# Document segment

’81, M.B.A. ’82
My life as a business leadership author and speaker has changed in many respects, although since I do virtually all my writing from my home office, that hasn’t changed. In fact, I have actually had more time to write magazine articles as well as work on my third book.
But the rest of my business life has been turned upside down. Every public book event and paid speaking engagement scheduled through the end of the summer has been cancelled. I had to cancel three book launch events, from Florida to California, for my second book, Heartfelt Leadership. I now know online book launches don’t hold a candle to big parties! I’ve also had to postpone the face-to-face interviews I had scheduled with some amazing female CEOs I plan to highlight in my third book (coming early 2021), Women on Top: What’s Keeping You from Executive Leadership? I’m adapting by living the Serenity Prayer: God grant me the serenity to accept the things I cannot change, the courage to change the things I can, and the wisdom to know the difference. I have also accepted the fact that life is a marathon, not a sprint.
I now visit family and friends and attend church remotely. My parents, who are in their 80s, live down the road in a senior community. We used to attend church and have brunch together every Sunday. We also used to have at least one mid-week meal with them and we’d occasionally just stop in to say hello, or drop off little gifts, or chat over a glass of wine, or whatever. Since their entire community has been on lockdown since mid-March, we haven’t been able to visit at all. I really miss those moments with them. The entire family (32 of us, from all over the country) finally had a Zoom video with my parents on Easter, which was quite fun. We might even make that a family tradition going forward.
Rather than always around racing to meet absurd deadlines (constraints I put on myself!), my husband and I now take time every day to go outside, walk 3–5 miles on our lovely community trails, and appreciate nature. It’s so peaceful and gives us a chance to catch up with each other. We also have a “social distancing happy hour” with our neighbors every Saturday at 5. We get together on the front porch or back patio of one of our homes. Each couple brings their own beverages and glasses, we sit 10 feet apart, and we chat and laugh for an hour. No one has to worry about making appetizers or cleaning the house. It’s low stress, low effort, and we all enjoy and appreciate the time together.
I struggle with wearing a mask in public, especially when I go into a bank! Rather than a surgical-type mask, I wear a red bandana, cowboy style. Last time I went into my bank, I told my banker I would have to start wearing a cowboy hat and boots and a holster whenever I come into town. Might as well have a little fun with it!
I miss the freedom and joy of traveling and visiting family whenever and wherever we want to. I’ve reluctantly cancelled two vacation trips to Europe and one trip to South America planned within the next year.
One silver lining in this situation is that our social life is far less effort than before. While I love to cook and have dinner parties and big get-togethers, all the planning and prepping and cleaning can be a great effort. I’ve realized that everything doesn’t have to be a big production. Another silver lining is that we’ve learned to appreciate the little things more. Just yesterday, my husband and I were out for a walk in our neighborhood when some friends drove up, rolled down their window, and said, “We’re so excited. We are going out to dinner!” How wonderful it is to see people excited about dining in a restaurant!
Free time? I don’t have much of that, even now, but we certainly spend more time cleaning the house these days. Thankfully, my darling husband shares that “new” responsibility with me. We make quite a good team and the house is cleaner than ever. But, I must admit, we aren’t nearly as efficient as our regular housekeeper. I’ll be very glad to have her back with us soon!
I think people very much want to get back to the lives we all knew and loved pre-pandemic. I actually think that will happen sooner rather than later, at least for those who are in good health and under the age of 65. I hope people will continue to appreciate the little things in life and stop taking the most important things, like family and friends and our freedom, for granted.

# Exercise set
#1 In the pandemic essay, what did the family of 32 do with the writer's parents on Easter?
#2 According to the pandemic essay, what did the writer used to do with their parents before the lockdown? List every activity mentioned.
#3 Write out the stretch of the pandemic essay from "But the rest" through "not a sprint.".

# Data extract

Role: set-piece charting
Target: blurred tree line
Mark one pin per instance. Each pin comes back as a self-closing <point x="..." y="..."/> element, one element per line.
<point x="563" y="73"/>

# Solutions below
#1 They had a Zoom video call with the writer's parents.

#2
- Attending church together
- Having brunch together every Sunday
- Having at least one mid-week meal with them
- Stopping in to say hello
- Dropping off little gifts
- Chatting over a glass of wine

#3
But the rest of my business life has been turned upside down. Every public book event and paid speaking engagement scheduled through the end of the summer has been cancelled. I had to cancel three book launch events, from Florida to California, for my second book, Heartfelt Leadership. I now know online book launches don’t hold a candle to big parties! I’ve also had to postpone the face-to-face interviews I had scheduled with some amazing female CEOs I plan to highlight in my third book (coming early 2021), Women on Top: What’s Keeping You from Executive Leadership? I’m adapting by living the Serenity Prayer: God grant me the serenity to accept the things I cannot change, the courage to change the things I can, and the wisdom to know the difference. I have also accepted the fact that life is a marathon, not a sprint.